TASK STATEMENT: Please copy out every line in the records below that includes the word "roof".

DATA SUPPLIED:
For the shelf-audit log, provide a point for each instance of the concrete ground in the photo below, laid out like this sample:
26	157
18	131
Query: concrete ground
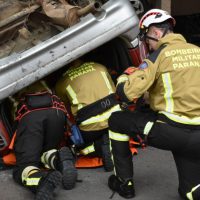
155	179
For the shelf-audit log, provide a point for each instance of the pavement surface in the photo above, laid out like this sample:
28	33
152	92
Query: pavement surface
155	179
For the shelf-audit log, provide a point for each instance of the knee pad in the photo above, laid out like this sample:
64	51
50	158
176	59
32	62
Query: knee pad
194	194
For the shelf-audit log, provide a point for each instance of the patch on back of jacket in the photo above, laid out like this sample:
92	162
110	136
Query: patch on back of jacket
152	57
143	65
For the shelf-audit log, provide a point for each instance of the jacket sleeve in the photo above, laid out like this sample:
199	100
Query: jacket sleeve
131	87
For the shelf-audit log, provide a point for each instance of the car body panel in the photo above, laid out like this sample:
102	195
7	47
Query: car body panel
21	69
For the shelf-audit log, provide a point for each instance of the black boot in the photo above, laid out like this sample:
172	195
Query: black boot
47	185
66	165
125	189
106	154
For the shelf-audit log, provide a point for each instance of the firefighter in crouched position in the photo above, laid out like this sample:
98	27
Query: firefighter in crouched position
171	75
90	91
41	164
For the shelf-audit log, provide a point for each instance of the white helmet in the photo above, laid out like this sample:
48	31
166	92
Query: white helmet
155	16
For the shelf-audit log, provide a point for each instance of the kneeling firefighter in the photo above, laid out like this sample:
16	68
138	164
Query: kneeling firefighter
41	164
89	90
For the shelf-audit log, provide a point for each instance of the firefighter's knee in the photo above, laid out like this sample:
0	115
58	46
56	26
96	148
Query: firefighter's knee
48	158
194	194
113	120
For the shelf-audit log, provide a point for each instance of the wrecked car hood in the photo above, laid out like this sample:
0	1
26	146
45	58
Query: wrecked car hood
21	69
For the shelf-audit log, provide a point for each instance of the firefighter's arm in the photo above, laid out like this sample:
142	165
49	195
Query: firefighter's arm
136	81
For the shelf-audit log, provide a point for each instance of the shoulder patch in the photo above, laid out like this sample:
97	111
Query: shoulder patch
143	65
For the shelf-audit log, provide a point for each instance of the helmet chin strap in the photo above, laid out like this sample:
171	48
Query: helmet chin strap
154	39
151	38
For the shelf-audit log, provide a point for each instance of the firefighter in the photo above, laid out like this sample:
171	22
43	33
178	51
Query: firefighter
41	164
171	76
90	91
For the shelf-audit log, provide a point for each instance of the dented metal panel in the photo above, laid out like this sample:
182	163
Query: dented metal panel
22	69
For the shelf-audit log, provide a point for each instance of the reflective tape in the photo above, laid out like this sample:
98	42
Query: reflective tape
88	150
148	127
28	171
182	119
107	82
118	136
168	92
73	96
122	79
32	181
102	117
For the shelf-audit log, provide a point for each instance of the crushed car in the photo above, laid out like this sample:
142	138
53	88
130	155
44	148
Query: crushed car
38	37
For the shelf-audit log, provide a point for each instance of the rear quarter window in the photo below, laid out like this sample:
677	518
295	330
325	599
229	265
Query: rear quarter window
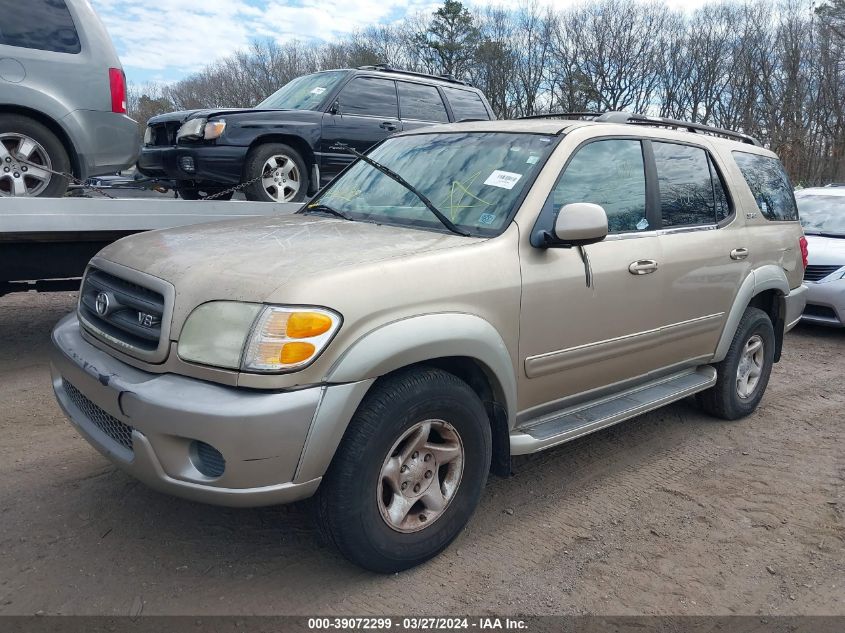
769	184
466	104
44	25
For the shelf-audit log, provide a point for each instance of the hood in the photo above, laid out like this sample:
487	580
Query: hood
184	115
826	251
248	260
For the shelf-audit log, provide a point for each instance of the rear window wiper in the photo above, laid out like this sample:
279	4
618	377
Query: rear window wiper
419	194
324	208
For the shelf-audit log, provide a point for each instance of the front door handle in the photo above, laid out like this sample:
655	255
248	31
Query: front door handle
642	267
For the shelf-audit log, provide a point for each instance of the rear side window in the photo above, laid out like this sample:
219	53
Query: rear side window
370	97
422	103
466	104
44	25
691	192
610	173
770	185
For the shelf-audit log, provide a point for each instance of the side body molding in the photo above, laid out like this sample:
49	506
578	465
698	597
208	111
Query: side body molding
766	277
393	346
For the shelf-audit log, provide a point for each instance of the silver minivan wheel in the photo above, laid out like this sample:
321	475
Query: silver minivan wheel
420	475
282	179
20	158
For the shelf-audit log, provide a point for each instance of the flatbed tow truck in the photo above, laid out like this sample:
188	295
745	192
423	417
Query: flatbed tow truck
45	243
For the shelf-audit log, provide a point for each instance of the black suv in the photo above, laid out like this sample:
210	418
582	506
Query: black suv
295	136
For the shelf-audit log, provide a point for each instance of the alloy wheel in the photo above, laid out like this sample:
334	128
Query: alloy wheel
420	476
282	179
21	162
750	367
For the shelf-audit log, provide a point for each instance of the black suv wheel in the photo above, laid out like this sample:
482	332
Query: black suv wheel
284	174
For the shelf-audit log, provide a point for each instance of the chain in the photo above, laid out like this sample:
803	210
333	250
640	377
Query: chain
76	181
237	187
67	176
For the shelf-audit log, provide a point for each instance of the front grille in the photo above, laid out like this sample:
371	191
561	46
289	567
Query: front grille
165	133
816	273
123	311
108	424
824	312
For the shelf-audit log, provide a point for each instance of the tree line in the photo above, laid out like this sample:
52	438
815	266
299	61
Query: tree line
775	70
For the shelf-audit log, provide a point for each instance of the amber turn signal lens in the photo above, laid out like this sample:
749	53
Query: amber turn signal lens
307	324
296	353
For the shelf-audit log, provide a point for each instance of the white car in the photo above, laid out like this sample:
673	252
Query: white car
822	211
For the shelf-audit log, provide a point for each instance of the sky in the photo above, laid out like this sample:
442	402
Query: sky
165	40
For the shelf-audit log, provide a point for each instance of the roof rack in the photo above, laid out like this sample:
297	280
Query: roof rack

EXPECTED ANSWER:
For the shelf-audit log, provide a point for each instance of the roof rack in the photo above, laid out like this sample:
Query: roof rack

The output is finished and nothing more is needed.